> [Document excerpt]:
Andrew Zahornacky, founder of Noshinku, suggests Nordstrom isn’t forgetting about beauty as it extends into personal hygiene. “This marks the first time that retailers like Nordstrom are taking this category seriously, and Nordstrom is doing it through its lens,” he says. “Buyers at Nordstrom see the influx of interest in the category, but there is a need to maintain a customer that is doing right by their skin and interested in fragrance.”

Both Noshinku and Curie have designed formulas to smell and feel good as well as fight pathogens. Noshinku’s bergamot hand sanitizer spray contains jojoba, rose canina and argan oils. Curie’s formula has glycerin, prickly pear seed oil and hyaluronic acid. Prior to creating it, Moret’s mother who’s a nurse would complain to her about the irritating and aging effects of regularly dousing her hands with hand sanitizer at the hospital, and she sought for Curie’s hand sanitizer to avoid those deleterious effects. “It really feels like a skincare product, but for your hands,” says Moret.

“Hand sanitizer is not going anywhere.”

Curie began developing its hand sanitizer in December last year and was slated to release it last month for the flu season. Due to the global health crisis, it put the product out six months ahead of schedule and was able to capitalize on strong demand. Although Curie had to pull back on a planned fitness studio rollout, Anthropologie picked up the brand in August and placed it in 200 stores. Online at the specialty chain, it’s a member of a hand sanitizer assortment that has no less than 18 varieties. Curie has sold 130,000 bottles of hand sanitizer, and the brand’s sales soared roughly 500% from the second to third quarter. It’s on track to quadruple revenues this year.

> [What you will do]:
**A.** Answer these from the hand sanitizer article:
(i) Who founded Noshinku?
(ii) Which oils does Noshinku's bergamot hand sanitizer spray contain?
(iii) In how many stores did Anthropologie place Curie?
**B.** Extract the part of the hand sanitizer article starting with "Curie began developing" and going on through "revenues this year.".
These rows have nothing to do with the hand sanitizer article.

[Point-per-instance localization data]
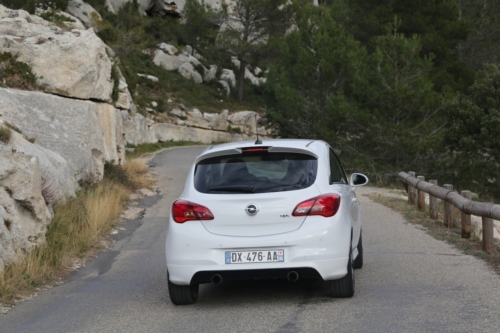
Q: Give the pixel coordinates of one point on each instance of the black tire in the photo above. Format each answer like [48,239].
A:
[344,287]
[183,295]
[358,262]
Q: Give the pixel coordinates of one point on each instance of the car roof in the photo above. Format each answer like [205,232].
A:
[312,147]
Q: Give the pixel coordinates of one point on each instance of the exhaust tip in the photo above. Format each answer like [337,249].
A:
[216,279]
[292,276]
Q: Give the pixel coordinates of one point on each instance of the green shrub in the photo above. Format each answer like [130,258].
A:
[16,74]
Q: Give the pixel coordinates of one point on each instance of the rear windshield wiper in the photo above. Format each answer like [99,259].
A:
[242,189]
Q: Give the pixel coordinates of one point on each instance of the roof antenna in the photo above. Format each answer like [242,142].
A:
[257,142]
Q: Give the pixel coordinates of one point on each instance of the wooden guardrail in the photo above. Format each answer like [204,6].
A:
[417,186]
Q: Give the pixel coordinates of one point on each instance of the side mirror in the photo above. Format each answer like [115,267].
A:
[358,179]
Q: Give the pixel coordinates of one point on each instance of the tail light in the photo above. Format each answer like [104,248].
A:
[183,211]
[325,205]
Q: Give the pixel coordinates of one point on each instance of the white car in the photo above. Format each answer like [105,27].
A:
[265,209]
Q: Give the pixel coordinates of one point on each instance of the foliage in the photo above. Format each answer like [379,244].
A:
[247,27]
[400,125]
[483,44]
[379,107]
[16,74]
[75,233]
[437,22]
[474,130]
[5,134]
[307,92]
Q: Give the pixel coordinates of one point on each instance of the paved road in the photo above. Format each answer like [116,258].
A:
[410,283]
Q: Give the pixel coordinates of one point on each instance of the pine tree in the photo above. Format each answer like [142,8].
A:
[474,130]
[438,24]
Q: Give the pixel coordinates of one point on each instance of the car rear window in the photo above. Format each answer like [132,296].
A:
[261,172]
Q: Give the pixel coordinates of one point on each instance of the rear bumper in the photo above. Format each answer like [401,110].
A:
[319,248]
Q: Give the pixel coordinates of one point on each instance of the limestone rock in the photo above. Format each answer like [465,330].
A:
[84,12]
[149,77]
[178,113]
[24,217]
[167,61]
[195,113]
[82,132]
[57,176]
[187,70]
[225,86]
[217,121]
[209,74]
[135,129]
[115,5]
[245,120]
[169,49]
[69,63]
[124,97]
[185,57]
[228,76]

> [Answers by item]:
**A.**
(i) Andrew Zahornacky
(ii) Jojoba, rose canina and argan oils
(iii) 200

**B.**
Curie began developing its hand sanitizer in December last year and was slated to release it last month for the flu season. Due to the global health crisis, it put the product out six months ahead of schedule and was able to capitalize on strong demand. Although Curie had to pull back on a planned fitness studio rollout, Anthropologie picked up the brand in August and placed it in 200 stores. Online at the specialty chain, it’s a member of a hand sanitizer assortment that has no less than 18 varieties. Curie has sold 130,000 bottles of hand sanitizer, and the brand’s sales soared roughly 500% from the second to third quarter. It’s on track to quadruple revenues this year.